[Dataset rows]
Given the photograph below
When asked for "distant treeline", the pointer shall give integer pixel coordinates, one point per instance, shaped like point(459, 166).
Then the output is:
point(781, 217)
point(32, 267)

...

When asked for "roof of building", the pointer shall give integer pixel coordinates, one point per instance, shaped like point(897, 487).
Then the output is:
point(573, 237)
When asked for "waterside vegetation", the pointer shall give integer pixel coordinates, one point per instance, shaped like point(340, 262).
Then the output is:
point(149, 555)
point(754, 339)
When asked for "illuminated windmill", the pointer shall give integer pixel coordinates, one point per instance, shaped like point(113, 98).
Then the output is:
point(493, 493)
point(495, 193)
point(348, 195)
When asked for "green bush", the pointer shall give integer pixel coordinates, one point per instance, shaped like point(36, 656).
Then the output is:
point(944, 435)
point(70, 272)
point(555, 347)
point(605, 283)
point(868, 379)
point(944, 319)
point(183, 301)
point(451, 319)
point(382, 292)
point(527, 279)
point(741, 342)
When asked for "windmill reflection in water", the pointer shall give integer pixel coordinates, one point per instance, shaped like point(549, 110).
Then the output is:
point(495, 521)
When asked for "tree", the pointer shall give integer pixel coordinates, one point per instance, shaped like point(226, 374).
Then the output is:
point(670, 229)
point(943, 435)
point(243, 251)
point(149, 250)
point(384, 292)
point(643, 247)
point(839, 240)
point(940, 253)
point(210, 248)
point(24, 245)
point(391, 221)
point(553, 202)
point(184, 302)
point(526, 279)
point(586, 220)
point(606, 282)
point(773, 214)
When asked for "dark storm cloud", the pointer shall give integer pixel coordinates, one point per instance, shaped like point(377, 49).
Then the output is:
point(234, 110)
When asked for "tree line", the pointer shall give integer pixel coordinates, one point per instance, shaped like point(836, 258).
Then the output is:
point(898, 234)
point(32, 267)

● **What to produce**: Turn the lines from the one containing "like point(340, 262)." to the one containing "point(754, 339)" into a Markdown table with the columns No. and Line, numbering each line and skipping blank ones.

● **Solution to this problem**:
| No. | Line |
|---|---|
| 1 | When asked for "waterside vegetation", the pointer shall give integer pixel coordinates, one point per instance, shaped like point(340, 262). |
| 2 | Then the output is: |
| 3 | point(149, 555) |
| 4 | point(754, 339) |